§ **Exercise description**: Pick every line from the data below that contains the string "ceiling" and copy it.

§ **Input**:
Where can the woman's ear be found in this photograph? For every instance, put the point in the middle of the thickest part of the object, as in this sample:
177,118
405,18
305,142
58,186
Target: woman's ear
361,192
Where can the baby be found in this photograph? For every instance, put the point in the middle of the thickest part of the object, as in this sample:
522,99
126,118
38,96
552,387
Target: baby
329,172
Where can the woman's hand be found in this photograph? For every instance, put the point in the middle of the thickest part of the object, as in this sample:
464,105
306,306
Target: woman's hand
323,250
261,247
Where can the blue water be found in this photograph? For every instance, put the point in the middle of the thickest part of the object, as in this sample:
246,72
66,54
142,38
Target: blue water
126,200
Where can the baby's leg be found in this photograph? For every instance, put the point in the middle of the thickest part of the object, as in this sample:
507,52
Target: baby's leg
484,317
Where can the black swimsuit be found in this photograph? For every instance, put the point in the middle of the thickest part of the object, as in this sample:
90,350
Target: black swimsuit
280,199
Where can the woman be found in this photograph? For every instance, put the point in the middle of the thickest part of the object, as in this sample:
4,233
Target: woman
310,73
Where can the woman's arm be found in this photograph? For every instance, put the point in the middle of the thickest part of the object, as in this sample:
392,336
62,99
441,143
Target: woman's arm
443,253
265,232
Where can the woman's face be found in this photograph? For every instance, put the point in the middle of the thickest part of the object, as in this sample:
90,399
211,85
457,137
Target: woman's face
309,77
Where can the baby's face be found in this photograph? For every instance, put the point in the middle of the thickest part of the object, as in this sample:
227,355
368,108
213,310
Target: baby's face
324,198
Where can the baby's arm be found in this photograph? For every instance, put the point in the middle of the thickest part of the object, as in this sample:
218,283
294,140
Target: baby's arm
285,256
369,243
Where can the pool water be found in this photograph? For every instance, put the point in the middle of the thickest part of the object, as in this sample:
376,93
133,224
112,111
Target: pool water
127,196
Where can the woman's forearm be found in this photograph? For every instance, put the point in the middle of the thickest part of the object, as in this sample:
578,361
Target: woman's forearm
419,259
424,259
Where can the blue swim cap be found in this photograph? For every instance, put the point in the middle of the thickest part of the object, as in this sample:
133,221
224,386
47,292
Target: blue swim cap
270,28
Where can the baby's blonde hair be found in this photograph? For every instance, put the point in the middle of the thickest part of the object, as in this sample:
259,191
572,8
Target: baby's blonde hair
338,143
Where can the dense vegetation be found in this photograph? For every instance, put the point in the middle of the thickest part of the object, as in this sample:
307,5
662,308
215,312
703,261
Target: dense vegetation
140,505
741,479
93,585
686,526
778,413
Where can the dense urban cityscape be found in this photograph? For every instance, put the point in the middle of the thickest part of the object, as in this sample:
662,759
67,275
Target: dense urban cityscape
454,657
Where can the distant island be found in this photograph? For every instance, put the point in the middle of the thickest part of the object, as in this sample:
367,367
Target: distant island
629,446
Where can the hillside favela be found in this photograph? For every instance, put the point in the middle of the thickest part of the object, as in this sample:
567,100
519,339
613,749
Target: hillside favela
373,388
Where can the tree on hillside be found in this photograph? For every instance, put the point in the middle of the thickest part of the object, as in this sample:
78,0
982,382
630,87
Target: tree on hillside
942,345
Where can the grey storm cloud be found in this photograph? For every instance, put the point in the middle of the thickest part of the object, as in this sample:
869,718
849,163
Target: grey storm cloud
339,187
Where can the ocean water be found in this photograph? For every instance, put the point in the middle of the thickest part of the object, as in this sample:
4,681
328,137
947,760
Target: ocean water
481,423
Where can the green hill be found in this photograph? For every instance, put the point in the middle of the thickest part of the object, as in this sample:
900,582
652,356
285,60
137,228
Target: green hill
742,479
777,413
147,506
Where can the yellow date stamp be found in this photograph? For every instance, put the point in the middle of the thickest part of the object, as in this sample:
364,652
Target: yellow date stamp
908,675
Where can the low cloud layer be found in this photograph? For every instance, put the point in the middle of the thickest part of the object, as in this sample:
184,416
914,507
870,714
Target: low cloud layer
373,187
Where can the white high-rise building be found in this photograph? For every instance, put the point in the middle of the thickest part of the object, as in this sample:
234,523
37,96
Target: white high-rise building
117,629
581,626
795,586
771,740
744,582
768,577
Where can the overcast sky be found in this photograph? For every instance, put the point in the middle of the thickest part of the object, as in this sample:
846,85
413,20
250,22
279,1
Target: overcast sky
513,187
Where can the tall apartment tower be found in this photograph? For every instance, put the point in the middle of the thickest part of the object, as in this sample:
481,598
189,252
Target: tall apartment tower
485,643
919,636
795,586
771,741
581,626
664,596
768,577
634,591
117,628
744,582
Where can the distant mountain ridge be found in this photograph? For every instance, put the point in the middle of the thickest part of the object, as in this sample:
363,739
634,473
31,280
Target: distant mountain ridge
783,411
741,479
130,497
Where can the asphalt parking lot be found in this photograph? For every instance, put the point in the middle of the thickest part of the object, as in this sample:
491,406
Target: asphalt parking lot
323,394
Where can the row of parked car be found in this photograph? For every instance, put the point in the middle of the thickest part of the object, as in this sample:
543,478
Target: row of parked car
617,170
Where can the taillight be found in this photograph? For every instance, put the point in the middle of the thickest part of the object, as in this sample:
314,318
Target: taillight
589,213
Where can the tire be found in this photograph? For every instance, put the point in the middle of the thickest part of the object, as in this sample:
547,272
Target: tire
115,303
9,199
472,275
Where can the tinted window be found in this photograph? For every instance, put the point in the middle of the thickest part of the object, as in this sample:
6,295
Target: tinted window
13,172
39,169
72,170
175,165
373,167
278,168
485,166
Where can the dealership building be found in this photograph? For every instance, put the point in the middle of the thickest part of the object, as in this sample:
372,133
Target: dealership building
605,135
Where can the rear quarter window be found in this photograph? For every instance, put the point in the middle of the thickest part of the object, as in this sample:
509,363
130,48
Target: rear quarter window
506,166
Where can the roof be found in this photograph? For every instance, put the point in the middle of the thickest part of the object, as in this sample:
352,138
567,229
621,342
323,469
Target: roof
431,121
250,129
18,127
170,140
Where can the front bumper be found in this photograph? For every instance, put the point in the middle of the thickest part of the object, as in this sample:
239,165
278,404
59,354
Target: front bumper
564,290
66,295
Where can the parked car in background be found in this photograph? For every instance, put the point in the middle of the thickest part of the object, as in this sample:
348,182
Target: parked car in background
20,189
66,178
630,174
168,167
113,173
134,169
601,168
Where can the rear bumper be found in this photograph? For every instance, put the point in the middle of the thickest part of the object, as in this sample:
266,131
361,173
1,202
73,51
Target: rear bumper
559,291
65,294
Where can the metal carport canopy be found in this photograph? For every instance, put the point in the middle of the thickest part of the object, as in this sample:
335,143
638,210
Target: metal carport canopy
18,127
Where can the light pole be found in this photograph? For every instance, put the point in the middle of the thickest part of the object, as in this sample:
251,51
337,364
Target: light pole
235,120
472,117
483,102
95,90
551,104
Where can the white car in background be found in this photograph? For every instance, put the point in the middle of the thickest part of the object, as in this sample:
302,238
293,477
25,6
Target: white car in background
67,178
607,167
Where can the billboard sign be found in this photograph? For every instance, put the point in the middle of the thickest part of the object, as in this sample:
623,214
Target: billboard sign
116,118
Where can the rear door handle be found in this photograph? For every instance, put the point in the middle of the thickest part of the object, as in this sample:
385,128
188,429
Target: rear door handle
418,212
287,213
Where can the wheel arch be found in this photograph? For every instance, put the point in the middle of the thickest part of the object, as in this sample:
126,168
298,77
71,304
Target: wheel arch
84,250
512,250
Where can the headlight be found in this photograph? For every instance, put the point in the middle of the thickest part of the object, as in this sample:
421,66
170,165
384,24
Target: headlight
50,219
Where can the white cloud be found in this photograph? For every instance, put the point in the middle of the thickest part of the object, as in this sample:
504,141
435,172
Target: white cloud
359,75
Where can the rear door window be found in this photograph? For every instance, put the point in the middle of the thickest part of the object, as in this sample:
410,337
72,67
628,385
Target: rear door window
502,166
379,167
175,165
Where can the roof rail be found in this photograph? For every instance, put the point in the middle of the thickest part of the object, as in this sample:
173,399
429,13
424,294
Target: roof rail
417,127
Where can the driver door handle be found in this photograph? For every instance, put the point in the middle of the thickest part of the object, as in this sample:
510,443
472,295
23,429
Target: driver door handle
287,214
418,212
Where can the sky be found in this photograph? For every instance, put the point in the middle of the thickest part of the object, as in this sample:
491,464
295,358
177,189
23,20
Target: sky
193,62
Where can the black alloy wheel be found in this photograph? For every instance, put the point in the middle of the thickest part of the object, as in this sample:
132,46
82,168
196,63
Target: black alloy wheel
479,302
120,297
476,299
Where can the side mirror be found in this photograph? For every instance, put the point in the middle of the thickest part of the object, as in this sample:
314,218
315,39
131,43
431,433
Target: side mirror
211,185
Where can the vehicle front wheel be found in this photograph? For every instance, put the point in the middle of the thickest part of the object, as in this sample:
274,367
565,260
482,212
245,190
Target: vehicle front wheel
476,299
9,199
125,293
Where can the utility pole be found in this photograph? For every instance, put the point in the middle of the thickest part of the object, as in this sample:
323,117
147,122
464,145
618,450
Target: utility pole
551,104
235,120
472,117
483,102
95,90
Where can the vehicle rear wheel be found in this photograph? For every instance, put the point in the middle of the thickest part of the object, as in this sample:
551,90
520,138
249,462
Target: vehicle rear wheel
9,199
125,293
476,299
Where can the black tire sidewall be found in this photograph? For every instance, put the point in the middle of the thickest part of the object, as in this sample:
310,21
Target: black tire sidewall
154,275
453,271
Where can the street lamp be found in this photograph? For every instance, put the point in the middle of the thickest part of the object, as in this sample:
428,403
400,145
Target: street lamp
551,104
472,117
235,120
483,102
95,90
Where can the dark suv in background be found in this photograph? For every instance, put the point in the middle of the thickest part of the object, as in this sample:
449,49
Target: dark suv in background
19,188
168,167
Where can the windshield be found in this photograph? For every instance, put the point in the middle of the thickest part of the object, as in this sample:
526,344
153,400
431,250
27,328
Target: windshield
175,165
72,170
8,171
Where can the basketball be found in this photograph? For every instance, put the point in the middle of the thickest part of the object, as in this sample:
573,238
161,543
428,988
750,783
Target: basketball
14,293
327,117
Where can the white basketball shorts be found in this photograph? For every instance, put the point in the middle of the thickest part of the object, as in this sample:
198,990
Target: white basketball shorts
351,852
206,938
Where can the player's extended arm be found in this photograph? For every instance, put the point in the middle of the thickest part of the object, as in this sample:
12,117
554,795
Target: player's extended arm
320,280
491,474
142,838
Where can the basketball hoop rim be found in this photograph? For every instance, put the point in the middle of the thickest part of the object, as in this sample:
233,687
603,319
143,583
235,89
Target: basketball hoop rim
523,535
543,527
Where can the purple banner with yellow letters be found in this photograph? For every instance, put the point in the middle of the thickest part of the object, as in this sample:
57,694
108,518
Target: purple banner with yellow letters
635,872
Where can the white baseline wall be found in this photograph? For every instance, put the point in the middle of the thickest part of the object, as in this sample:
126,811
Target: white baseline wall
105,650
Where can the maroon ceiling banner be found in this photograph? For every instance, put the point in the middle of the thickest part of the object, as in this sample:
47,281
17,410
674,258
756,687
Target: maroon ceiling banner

§ **Response to this exercise**:
Where can the maroon ceiling banner be found in this photograph? For every instance, put the point in the middle of the thickest part of the object, as in this sample:
Target: maroon ceiling banner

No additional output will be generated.